Point annotation records:
:::::
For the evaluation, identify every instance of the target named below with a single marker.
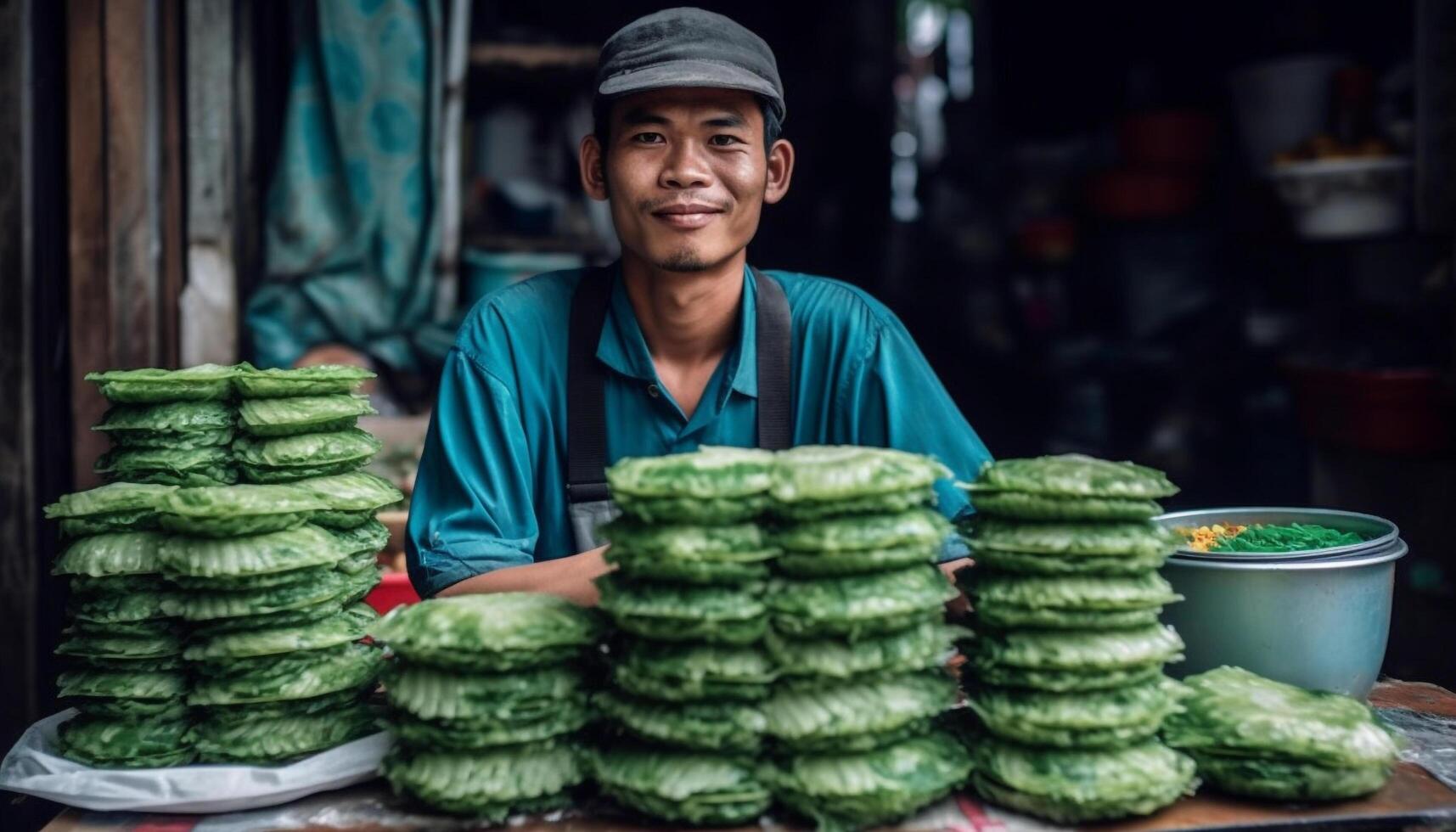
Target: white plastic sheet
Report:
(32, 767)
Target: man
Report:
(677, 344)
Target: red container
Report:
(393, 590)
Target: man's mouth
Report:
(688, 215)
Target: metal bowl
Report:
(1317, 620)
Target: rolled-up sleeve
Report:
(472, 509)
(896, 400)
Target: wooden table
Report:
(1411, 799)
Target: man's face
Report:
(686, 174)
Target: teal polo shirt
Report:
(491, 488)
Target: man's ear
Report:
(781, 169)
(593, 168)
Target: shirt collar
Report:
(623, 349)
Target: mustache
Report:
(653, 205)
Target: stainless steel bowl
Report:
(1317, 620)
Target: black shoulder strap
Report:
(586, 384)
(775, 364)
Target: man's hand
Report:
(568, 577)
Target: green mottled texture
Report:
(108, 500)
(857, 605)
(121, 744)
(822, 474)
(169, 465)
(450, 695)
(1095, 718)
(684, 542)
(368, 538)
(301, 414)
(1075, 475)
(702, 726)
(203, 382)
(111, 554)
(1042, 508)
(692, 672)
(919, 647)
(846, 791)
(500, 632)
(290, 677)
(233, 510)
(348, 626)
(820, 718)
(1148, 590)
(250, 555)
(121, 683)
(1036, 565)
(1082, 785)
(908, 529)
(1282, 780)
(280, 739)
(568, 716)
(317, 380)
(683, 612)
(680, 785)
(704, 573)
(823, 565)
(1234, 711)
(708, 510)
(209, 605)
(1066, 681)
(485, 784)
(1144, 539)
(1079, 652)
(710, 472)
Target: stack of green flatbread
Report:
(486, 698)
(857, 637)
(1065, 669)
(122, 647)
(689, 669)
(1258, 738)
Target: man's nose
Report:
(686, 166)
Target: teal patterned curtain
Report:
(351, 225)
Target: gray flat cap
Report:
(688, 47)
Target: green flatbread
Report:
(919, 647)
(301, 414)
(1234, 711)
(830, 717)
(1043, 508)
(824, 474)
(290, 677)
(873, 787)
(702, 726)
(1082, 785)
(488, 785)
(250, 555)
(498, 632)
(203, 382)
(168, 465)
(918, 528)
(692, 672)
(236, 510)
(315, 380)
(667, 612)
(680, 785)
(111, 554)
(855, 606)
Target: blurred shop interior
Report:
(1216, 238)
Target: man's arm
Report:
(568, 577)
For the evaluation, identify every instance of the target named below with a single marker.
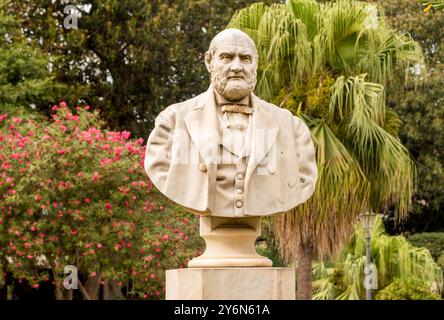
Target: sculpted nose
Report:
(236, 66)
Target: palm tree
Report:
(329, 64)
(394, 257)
:::::
WHAT THE EXERCISE ASKS:
Copy out every line of the data above word for word, omitting the pictures.

THE OUTPUT:
For the evaluation, identify every instance of the target named below with a single marker.
Target: white plastic sheet
Report:
(32, 767)
Target: man
Report:
(677, 344)
Target: red container
Report:
(393, 590)
Target: man's mouth
Report:
(688, 215)
Target: metal bowl
Report:
(1317, 620)
Target: rolled-up sleeve
Report:
(472, 509)
(896, 400)
Target: wooden table
Report:
(1411, 799)
Target: man's face
Report:
(686, 174)
Target: teal polo shirt
Report:
(491, 488)
Target: man's ear
Report:
(781, 169)
(593, 168)
Target: shirt collar
Report:
(623, 349)
Target: mustache
Report:
(653, 205)
Target: stainless steel bowl
Report:
(1317, 620)
Target: black shoulder strap
Report:
(586, 384)
(775, 364)
Target: man's hand
Report:
(568, 577)
Target: green mottled texture
Report:
(108, 500)
(857, 605)
(121, 744)
(822, 474)
(169, 465)
(450, 695)
(1095, 718)
(684, 542)
(368, 538)
(301, 414)
(1075, 475)
(702, 726)
(203, 382)
(111, 554)
(1042, 508)
(692, 672)
(919, 647)
(846, 791)
(500, 632)
(290, 677)
(233, 510)
(348, 626)
(820, 718)
(1148, 590)
(250, 555)
(121, 683)
(1036, 565)
(1082, 785)
(908, 529)
(1282, 780)
(280, 739)
(568, 716)
(317, 380)
(683, 612)
(680, 785)
(704, 573)
(823, 565)
(1234, 711)
(708, 510)
(209, 605)
(1066, 681)
(485, 784)
(1144, 539)
(1079, 652)
(710, 472)
Target: stack of green flatbread
Report:
(486, 698)
(857, 637)
(1065, 669)
(122, 647)
(689, 669)
(1258, 738)
Target: man's nose
Report:
(686, 166)
Target: teal patterned curtain
Report:
(351, 225)
Target: gray flat cap
Report:
(688, 47)
Target: green flatbread
Report:
(919, 647)
(301, 414)
(1234, 711)
(830, 717)
(1043, 508)
(824, 474)
(290, 677)
(873, 787)
(702, 726)
(1082, 785)
(488, 785)
(250, 555)
(498, 632)
(203, 382)
(168, 465)
(918, 528)
(692, 672)
(236, 510)
(315, 380)
(667, 612)
(680, 785)
(111, 554)
(855, 606)
Target: blurred shop interior
Report:
(1216, 238)
Target: man's arm
Report:
(568, 577)
For the evaluation, identify every instance of the target named below with a single marker.
Target: sculpted nose
Report:
(236, 66)
Target: palm tree
Report:
(329, 64)
(394, 257)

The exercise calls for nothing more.